About ADHD

What is Adult ADHD?

The main symptoms of Attention-Deficit/Hyperactivity Disorder (ADHD) are inattention (severe distractibility, forgetfulness, and disorganization), impulsivity (reckless behavior or carelessness), and hyperactivity (extreme restlessness and feeling "on the go").  Another way to think about ADHD is that it represents longstanding difficulties with organizing and carrying out actions across time, particularly when there is no immediate reward for doing so.

Originally thought to affect only children, we now know that the symptoms of ADHD persist and cause problems for many adolescents and adults. ADHD can interfere with performance at school, at work, and in relationships, and can lead to feelings of low self-esteem, as well as depression and/or anxiety.

Many individuals with symptoms of ADHD are not diagnosed until they are older, retrospectively noting that they were able to do enough to "get by" or in ways that were unsustainable in adulthood. In addition to wanting treatment for their symptoms, these adolescents and adults also need help developing new coping strategies for facing life's demands, made more difficult by ADHD.

What Causes ADHD?

==================================================

### Task to complete
Answer these questions from the passage about adult ADHD.
(a) What three main symptoms of ADHD does the passage name?
(b) According to the passage, ADHD was originally thought to affect only which group?
(c) Besides treatment for their symptoms, what do adolescents and adults diagnosed later also need help with?

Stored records
==================================================

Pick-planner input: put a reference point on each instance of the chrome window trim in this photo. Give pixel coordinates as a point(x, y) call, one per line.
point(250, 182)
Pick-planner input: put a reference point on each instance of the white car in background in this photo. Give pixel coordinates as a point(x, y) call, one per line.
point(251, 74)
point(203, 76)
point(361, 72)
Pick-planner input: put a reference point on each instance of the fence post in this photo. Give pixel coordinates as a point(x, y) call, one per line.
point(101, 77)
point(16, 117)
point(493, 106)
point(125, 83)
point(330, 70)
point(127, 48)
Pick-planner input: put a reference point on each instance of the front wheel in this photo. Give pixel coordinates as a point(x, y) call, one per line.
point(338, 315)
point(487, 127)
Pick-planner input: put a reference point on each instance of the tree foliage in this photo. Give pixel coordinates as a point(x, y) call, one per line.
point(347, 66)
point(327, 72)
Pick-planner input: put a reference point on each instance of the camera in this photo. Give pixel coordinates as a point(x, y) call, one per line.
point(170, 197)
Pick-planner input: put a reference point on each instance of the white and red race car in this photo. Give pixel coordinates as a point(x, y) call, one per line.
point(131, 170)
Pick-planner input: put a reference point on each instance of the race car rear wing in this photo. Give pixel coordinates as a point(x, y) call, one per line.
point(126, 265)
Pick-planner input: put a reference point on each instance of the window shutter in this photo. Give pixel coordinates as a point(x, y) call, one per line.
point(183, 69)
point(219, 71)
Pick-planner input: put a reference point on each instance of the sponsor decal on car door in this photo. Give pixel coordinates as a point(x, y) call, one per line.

==================================================

### Reply to the exercise
(a) Inattention, impulsivity, and hyperactivity.
(b) Children.
(c) Developing new coping strategies for facing life's demands.